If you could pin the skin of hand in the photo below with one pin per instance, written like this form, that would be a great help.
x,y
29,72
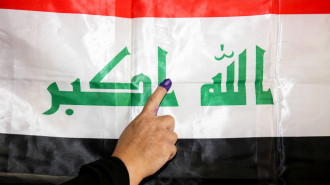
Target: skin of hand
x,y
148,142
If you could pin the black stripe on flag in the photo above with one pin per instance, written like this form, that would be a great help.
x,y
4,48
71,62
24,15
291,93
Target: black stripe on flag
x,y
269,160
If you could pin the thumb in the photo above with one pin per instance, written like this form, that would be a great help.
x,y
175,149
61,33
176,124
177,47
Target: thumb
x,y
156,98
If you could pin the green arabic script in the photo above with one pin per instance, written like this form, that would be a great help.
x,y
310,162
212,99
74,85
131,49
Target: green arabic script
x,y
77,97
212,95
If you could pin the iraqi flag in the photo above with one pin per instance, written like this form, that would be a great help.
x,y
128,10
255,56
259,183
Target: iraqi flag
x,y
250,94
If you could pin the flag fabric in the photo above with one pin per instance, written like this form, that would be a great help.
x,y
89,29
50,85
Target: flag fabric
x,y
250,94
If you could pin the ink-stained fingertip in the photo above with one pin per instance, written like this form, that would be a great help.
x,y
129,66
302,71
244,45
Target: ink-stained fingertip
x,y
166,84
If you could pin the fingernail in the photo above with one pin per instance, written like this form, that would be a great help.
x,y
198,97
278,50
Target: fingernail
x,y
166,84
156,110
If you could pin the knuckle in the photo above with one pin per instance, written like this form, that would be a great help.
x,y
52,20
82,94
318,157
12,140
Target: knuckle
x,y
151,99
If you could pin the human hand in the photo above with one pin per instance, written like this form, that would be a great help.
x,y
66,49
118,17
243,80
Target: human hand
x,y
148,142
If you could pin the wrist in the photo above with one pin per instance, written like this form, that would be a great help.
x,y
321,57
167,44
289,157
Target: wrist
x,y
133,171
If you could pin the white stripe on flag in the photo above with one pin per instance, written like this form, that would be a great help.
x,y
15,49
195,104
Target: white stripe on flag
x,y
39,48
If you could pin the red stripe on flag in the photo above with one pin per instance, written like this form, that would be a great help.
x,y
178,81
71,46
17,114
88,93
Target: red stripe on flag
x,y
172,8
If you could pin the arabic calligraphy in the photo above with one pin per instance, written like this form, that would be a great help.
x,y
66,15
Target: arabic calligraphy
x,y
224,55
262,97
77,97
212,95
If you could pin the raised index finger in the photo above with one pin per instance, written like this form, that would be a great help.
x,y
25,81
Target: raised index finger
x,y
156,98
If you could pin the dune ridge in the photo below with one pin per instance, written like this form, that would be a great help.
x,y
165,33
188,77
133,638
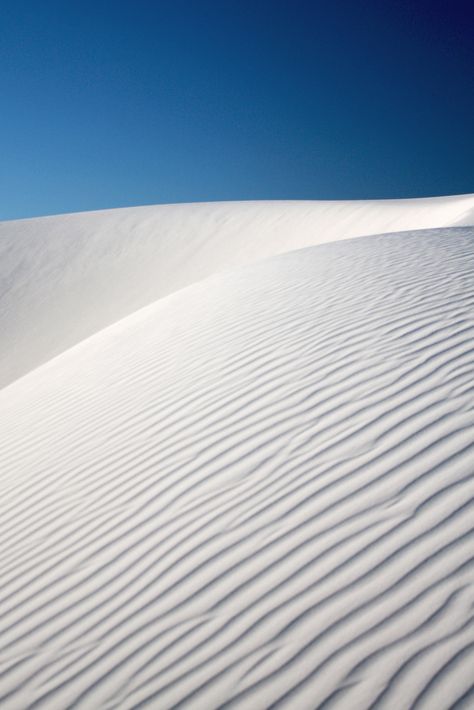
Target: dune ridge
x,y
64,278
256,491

*****

EXERCISE BRIEF: Rewrite all the items above, swapping "great help" for "big help" and changing nothing else. Leave the pictures out.

WRITTEN ANSWER:
If you could pin the skin of hand in the photo below with one pin per instance, written like this form, that would be a big help.
x,y
29,72
Target: skin of hand
x,y
148,142
If you could pin the black stripe on flag in the photo above with one pin per instance, written like this form, that would be a big help.
x,y
4,48
71,62
24,15
291,93
Target: black stripe on flag
x,y
269,160
If you could pin the thumb in the photo above with one pin per instance, written like this form, that would be a big help.
x,y
175,149
61,33
176,124
177,47
Target: thumb
x,y
156,98
If you could pin the green arabic script in the photo above with one pin per instance, written like this form, that would be a big help.
x,y
310,162
212,99
74,85
131,49
Target: green arabic script
x,y
77,97
212,95
If you could pin the iraqi flag in the photo above with one pin per instance, written like this form, that would be a big help.
x,y
128,10
255,56
259,183
Target: iraqi flag
x,y
250,94
If you could pin the flag fabric in the photo above with one pin per instance, written like this form, that would be a big help.
x,y
89,29
50,85
Target: flag fabric
x,y
250,94
If you could pin the ink-stained fingertip in the photo above with one pin per instance, written like this form, that would be a big help.
x,y
129,66
302,71
244,45
Target: ink-stained fingertip
x,y
166,84
If you could pin the fingernail in the photo above with one pin per instance, written like this form, that would be a big help.
x,y
198,97
278,50
Target: fingernail
x,y
166,84
156,110
If you could pin the knuckle in the photo above with one pin per instance, written like this form, that would be a big help.
x,y
52,20
82,94
318,157
12,140
Target: knuckle
x,y
151,99
If you could pin the human hand in the photo above with one pin per instance, written like this form, that would be a big help.
x,y
66,49
118,17
243,80
Target: human hand
x,y
148,142
If you could pin the wrist in the photo above with one pin per instance, written like this form, that would be a big help.
x,y
321,57
167,44
289,157
Target: wrist
x,y
133,171
If you could pin the white stripe on flag in the photo above with one pin per instance, written like this form, that would be a big help.
x,y
15,49
195,104
Target: white stripe on flag
x,y
39,48
If you could pin the red stripe on flag in the photo above with one pin per instance, written like this form, that would be a big help.
x,y
178,81
71,46
17,114
88,93
Target: red stripe on flag
x,y
172,8
If you could pin the arabic calligraphy in the photo above with one pin per instance, written like this form, that would be a big help.
x,y
66,15
Target: arabic calligraphy
x,y
224,55
262,97
77,97
212,95
If you could pin the raised index finger in the photo above with one pin per instance, written like this form, that would be a big help.
x,y
25,81
Target: raised index finger
x,y
156,98
If you could pin the dune ridge in the photo below with one pin per instance, written like this form, that would be a big help.
x,y
165,33
188,77
133,638
Target: dune ridge
x,y
64,278
256,491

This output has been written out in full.